Your assignment:
Reproduce, character for character, the part of the notebook code below that begins at the words "### Write hop" and ends after the words "db = sqlite3.connect('data/hopteam.sqlite')".

Text section:
○ ○ ○ ○

### Import

In [1]:
# import libraries
import pandas as pd
import sqlite3
from tqdm.notebook import tqdm
import re

### Columns to keep

In [None]:
nppes = pd.read_csv('data/NPPES_Data_Dissemination_February_2022/npidata_pfile_20050523-20220213_FileHeader.csv')
nppes.columns

In [11]:
# columns to keep
referral_from_cols = ['referral_id', 'from_npi']
referral_to_cols = ['referral_id', 'to_npi']
referrals_cols = ['referral_id',
             'patient_count', 
             'transaction_count', 
             'average_day_wait',
             'std_day_wait']
profile_cols = ['NPI',
               'Entity Type Code',
                'Provider Organization Name (Legal Business Name)',
                'Provider Last Name (Legal Name)',
                'Provider First Name',
                'Provider Middle Name', 
                'Provider Name Prefix Text',
                'Provider Name Suffix Text',
                'Provider Credential Text',
                'Provider First Line Business Practice Location Address',
                'Provider Second Line Business Practice Location Address',
                'Provider Business Practice Location Address City Name',
                'Provider Business Practice Location Address State Name',
                'Provider Business Practice Location Address Postal Code'
               ]
taxonomy_code_cols = [col for col in nppes.columns if 'Healthcare Provider Taxonomy Code' in col ]
taxonomy_switch_cols = [col for col in nppes.columns if 'Healthcare Provider Primary Taxonomy Switch' in col]
taxonomy_cols = ['Code', 'Classification']
zip_cbsa_cols = ['zip', 'cbsa', 'usps_zip_pref_city','usps_zip_pref_state']

### Write hop teaming tables to sqlite3 db

In [53]:
# create a reference_id and write hop_teaming_2018 csv to three tables in hop_teaming db
db = sqlite3.connect('data/hopteam.sqlite')
for chunk in tqdm(pd.read_csv('data/DocGraph_Hop_Teaming_2018_Commercial/DocGraph_Hop_Teaming_2018.csv', chunksize = 10000)):
    # create a unique referral_id for each referal
    chunk = chunk.reset_index().rename(columns = {'index':'referral_id'}) 
    # select columns to keep and write tables to db
    chunk.loc[:,referral_from_cols].to_sql('referral_from', db, if_exists = 'append', index = False) 
    chunk.loc[:,referral_to_cols].to_sql('referral_to', db, if_exists = 'append', index = False)
    chunk.loc[:,referrals_cols].to_sql('referrals', db, if_exists = 'append', index = False)

○ ○ ○ ○

Data excerpt:
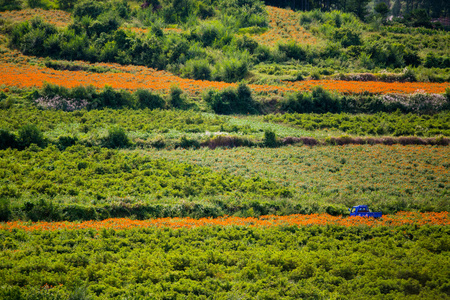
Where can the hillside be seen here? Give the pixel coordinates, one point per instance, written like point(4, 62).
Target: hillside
point(210, 149)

○ ○ ○ ○

Output for this exercise:
### Write hop teaming tables to sqlite3 db

In [53]:
# create a reference_id and write hop_teaming_2018 csv to three tables in hop_teaming db
db = sqlite3.connect('data/hopteam.sqlite')